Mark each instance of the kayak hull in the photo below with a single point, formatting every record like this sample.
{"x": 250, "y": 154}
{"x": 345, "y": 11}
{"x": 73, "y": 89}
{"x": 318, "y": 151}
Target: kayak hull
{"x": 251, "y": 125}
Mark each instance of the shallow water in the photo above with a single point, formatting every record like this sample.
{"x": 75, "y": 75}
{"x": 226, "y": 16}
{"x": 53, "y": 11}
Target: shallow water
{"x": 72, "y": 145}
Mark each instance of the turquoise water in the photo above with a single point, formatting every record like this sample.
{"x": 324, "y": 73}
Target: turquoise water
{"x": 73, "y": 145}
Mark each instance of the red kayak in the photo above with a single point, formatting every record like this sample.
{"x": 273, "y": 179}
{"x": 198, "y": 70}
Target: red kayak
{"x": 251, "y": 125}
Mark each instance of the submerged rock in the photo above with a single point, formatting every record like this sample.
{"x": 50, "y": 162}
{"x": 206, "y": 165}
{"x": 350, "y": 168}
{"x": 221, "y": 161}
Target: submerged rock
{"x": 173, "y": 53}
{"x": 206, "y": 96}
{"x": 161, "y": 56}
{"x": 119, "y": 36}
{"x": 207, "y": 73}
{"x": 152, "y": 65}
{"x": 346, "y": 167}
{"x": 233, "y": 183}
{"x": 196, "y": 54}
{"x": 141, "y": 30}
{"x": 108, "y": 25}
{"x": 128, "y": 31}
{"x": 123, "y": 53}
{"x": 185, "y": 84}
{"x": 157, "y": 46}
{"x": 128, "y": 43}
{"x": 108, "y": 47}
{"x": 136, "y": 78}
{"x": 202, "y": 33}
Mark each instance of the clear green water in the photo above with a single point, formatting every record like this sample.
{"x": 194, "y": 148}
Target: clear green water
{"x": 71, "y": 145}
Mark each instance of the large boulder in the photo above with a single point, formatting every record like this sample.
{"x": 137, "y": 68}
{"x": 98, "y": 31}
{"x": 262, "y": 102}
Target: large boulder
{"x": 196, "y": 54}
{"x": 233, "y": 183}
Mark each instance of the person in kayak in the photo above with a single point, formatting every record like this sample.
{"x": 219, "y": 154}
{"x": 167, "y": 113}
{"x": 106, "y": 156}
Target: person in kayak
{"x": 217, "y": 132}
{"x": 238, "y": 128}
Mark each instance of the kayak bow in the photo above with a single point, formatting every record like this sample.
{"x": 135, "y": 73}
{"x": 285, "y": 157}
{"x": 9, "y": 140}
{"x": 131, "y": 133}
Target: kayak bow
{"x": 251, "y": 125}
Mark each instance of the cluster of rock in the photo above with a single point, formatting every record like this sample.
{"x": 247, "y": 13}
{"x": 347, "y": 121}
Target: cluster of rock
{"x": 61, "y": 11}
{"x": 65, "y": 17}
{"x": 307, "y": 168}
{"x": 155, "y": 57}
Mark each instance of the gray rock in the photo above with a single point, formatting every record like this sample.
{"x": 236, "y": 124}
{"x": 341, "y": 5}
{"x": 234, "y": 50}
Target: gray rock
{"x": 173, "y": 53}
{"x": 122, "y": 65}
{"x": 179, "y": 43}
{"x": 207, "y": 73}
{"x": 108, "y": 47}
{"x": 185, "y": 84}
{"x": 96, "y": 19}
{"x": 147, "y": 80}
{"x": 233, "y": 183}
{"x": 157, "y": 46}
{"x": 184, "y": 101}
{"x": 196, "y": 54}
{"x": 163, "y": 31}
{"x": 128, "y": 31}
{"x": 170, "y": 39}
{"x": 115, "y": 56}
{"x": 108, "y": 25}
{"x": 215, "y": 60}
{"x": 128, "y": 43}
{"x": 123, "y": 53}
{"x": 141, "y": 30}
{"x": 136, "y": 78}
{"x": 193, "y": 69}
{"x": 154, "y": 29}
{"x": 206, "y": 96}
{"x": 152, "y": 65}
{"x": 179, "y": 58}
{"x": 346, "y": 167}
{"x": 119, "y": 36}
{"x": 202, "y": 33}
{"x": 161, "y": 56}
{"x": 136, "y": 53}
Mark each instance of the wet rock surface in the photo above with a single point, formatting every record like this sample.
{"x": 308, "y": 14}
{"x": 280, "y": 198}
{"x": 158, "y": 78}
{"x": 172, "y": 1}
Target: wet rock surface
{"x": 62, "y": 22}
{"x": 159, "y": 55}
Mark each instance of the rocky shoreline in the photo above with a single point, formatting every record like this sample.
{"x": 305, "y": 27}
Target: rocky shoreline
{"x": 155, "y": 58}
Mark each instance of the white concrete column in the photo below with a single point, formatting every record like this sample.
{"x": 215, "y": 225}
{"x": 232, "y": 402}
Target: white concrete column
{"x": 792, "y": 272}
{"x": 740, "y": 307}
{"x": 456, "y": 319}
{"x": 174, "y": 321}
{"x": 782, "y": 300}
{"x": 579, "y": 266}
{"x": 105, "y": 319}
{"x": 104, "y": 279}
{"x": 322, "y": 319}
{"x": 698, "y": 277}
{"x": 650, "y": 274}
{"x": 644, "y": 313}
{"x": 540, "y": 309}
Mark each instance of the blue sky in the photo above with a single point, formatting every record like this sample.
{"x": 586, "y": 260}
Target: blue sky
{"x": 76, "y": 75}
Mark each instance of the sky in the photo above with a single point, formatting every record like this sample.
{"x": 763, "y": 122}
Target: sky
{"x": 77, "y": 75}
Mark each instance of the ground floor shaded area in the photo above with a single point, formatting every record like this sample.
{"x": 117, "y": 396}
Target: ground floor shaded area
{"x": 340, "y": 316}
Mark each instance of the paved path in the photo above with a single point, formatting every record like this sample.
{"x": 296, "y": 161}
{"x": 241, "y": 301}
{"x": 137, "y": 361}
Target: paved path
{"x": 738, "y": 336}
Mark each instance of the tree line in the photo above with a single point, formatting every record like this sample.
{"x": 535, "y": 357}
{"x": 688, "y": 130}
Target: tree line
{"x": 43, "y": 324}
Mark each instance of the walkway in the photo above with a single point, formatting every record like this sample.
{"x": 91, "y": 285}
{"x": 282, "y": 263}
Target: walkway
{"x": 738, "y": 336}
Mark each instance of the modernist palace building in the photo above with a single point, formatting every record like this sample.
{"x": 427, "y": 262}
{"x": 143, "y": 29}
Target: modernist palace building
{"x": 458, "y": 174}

+++++

__STATED TASK__. Could you repeat the entries from the line with "Mark each instance of the modernist" through the end of the entries, replacing "palace building" with "concert hall" and changing nothing else?

__SOLUTION FOR THIS PROBLEM__.
Mark each instance of the modernist concert hall in the photo above with a single point, formatting every record like this sample.
{"x": 427, "y": 262}
{"x": 143, "y": 29}
Target: modernist concert hall
{"x": 458, "y": 174}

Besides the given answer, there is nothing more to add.